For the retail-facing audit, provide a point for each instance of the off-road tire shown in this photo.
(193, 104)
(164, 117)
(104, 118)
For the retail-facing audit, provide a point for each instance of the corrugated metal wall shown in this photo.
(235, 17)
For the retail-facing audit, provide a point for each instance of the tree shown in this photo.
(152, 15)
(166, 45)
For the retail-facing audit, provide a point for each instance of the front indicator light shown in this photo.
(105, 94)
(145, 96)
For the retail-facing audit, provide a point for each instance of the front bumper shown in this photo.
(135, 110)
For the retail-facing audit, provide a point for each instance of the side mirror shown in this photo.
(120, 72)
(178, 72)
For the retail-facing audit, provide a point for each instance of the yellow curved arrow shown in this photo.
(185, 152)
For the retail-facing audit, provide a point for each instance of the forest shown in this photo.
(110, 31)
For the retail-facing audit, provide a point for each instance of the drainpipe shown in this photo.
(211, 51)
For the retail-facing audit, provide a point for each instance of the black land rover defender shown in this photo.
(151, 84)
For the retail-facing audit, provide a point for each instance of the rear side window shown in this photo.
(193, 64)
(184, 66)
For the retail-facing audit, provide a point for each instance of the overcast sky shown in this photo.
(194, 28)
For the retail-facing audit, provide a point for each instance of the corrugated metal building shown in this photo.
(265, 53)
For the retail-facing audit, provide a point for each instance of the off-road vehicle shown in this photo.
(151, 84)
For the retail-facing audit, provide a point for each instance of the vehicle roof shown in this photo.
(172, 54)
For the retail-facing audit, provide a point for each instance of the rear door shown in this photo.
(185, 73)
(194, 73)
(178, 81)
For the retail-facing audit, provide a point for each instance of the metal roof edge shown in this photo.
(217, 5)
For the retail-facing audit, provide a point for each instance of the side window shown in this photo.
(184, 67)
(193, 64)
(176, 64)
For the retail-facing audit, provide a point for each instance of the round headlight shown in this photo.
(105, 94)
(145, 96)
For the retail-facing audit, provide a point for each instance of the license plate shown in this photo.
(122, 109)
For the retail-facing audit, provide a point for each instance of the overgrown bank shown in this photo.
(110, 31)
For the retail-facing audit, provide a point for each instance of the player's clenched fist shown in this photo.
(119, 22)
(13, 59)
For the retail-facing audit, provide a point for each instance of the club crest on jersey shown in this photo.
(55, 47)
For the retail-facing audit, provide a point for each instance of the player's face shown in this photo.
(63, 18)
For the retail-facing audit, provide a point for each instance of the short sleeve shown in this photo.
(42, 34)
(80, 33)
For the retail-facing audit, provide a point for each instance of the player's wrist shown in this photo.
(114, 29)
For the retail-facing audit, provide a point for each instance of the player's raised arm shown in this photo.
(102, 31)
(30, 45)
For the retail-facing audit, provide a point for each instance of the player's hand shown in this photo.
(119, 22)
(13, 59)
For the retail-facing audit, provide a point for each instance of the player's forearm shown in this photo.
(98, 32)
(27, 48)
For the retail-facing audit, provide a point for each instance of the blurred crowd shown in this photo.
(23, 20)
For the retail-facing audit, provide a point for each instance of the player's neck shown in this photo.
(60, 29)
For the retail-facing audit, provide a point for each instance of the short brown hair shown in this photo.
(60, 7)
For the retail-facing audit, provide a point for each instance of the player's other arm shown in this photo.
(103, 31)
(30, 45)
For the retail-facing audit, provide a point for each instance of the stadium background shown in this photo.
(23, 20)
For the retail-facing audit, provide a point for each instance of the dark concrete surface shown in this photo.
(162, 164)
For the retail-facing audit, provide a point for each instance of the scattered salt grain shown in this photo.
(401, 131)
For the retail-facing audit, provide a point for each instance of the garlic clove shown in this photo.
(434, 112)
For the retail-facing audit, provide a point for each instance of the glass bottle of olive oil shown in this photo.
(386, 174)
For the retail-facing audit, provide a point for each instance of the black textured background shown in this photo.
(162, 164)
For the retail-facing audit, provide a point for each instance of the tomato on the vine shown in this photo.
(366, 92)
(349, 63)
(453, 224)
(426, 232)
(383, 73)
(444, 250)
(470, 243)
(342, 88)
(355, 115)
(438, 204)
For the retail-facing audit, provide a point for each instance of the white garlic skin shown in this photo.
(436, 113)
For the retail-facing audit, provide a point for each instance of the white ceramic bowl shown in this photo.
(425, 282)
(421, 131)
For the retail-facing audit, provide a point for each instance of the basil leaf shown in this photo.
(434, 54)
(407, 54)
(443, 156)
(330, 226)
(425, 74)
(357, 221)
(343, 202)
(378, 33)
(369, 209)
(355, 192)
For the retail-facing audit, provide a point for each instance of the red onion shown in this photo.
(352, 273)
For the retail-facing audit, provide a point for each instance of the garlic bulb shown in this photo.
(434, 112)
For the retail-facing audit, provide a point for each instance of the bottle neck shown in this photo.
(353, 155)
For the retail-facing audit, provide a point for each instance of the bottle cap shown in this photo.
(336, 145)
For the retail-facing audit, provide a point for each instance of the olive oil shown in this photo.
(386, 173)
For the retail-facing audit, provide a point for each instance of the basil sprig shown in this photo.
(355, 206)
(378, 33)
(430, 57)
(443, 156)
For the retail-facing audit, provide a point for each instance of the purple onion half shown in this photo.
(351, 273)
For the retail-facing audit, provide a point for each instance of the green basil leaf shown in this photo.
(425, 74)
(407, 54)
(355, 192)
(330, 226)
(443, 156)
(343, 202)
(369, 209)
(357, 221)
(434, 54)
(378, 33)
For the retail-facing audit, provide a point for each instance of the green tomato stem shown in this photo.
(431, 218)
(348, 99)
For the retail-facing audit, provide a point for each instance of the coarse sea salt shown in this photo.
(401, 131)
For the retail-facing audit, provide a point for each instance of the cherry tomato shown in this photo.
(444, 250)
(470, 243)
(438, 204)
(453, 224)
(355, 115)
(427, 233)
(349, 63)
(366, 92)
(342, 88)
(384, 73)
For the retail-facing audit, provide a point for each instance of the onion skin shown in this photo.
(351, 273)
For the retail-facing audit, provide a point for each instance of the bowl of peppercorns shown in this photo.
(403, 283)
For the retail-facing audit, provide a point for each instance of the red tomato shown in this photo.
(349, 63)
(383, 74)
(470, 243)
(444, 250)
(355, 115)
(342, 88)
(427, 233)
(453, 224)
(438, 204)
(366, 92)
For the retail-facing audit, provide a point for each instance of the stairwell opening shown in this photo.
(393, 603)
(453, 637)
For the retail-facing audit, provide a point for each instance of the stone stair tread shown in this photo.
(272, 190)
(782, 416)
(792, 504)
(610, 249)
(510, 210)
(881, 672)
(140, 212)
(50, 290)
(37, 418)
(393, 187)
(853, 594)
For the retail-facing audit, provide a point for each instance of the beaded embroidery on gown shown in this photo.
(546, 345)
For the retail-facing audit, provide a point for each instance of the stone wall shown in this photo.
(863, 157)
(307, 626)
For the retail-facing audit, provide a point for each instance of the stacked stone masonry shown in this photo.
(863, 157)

------------------------

Write out only what runs from the line holding "onion skin shown in this photo." through the last line of the records, exactly as shown.

### Output below
For the retail-facing audit, provide a point for each instance of the onion skin shown in this photo.
(351, 273)
For the retail-facing audit, provide a point for each instance of the bowl of peppercorns shown in this photo.
(403, 283)
For the retail-facing audit, provide a point for each instance of the red tomato shown in this photo.
(349, 63)
(383, 74)
(470, 243)
(444, 250)
(355, 115)
(342, 88)
(427, 233)
(453, 224)
(438, 204)
(366, 92)
For the retail-facing audit, provide a point for each instance of the stairwell opening shown in this photo.
(393, 603)
(453, 637)
For the retail-facing audit, provide a point for each instance of the stone stair tread shown in this photo.
(272, 190)
(782, 416)
(792, 504)
(610, 249)
(510, 210)
(881, 672)
(140, 212)
(50, 290)
(37, 418)
(393, 187)
(853, 594)
For the retail-facing audit, provide a point for each instance of the beaded embroidery on gown shown in this photo.
(546, 345)
For the retail-facing audit, provide a point for each instance of the stone wall shown in this photo.
(863, 157)
(307, 626)
For the retail-facing audit, provide a point for each instance of the stacked stone masonry shown in this photo.
(863, 157)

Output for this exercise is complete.